(Point labels for objects)
---------------

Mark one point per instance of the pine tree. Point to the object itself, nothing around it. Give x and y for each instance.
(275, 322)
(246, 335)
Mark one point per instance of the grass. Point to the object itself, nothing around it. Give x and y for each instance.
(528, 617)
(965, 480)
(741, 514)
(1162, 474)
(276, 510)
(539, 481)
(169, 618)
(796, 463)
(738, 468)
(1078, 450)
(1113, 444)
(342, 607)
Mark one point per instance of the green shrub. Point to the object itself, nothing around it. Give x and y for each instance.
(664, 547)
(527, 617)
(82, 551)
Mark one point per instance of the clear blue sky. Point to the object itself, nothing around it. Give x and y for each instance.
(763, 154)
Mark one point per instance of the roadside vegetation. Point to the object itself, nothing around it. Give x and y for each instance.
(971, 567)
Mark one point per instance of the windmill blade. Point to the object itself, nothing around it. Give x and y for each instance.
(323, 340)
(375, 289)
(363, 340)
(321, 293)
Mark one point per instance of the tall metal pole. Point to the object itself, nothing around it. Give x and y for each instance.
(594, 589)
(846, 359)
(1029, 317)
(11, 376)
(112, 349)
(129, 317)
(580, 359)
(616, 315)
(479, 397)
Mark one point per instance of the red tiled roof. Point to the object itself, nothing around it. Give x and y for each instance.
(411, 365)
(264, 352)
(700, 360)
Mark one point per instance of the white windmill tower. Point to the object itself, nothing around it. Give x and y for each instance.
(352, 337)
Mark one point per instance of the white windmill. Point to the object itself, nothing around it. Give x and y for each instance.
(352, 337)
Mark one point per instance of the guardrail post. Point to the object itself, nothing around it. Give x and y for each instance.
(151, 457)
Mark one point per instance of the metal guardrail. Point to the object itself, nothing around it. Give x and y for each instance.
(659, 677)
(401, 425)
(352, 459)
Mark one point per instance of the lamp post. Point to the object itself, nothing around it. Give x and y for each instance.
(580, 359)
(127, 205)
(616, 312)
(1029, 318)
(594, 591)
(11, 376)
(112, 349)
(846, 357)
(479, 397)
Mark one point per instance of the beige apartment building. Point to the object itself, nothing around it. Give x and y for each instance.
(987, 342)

---------------

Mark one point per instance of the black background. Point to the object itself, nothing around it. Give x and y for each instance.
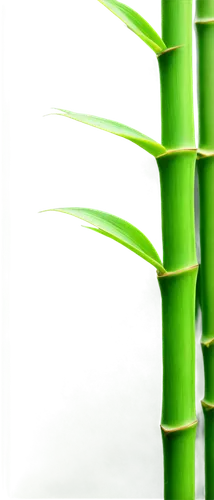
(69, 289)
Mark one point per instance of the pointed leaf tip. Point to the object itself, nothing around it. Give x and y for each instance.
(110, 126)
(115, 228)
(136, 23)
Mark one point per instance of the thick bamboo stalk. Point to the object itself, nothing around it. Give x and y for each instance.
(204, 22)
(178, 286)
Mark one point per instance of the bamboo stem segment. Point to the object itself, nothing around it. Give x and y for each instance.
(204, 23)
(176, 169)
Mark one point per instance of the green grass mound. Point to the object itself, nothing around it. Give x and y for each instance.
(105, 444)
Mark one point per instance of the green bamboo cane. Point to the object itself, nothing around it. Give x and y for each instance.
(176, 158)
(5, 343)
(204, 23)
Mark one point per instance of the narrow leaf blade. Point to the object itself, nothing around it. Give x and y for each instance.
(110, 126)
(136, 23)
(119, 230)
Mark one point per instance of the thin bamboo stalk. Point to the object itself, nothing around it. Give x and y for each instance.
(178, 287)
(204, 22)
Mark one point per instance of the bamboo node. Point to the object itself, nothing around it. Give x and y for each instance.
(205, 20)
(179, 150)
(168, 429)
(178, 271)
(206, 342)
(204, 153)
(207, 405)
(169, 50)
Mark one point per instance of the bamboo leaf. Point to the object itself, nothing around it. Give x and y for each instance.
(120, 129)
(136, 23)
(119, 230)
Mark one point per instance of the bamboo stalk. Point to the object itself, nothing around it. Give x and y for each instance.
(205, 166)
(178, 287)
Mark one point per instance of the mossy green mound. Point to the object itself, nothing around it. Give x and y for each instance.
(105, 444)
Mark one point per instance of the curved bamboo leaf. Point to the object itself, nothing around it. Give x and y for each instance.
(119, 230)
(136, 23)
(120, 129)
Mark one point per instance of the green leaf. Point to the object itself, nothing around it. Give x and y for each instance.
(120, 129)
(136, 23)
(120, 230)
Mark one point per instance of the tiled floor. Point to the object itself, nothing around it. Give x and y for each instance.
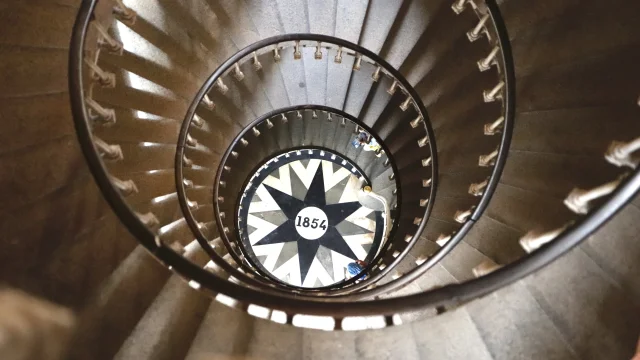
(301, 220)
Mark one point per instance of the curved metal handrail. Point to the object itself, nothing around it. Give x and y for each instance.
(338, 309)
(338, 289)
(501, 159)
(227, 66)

---------------

▶ _Given request_: Pick out every line of the material above that contains the word "white", and copy each of those lines.

▶ _Result for this task_:
Mark one point per instance of the white windmill tower. Point to the object itself, nothing around it. Give x and y for each instance.
Mark one point per instance of the white windmill. Point to the object itself, nothing around it. Give x and y for each instance.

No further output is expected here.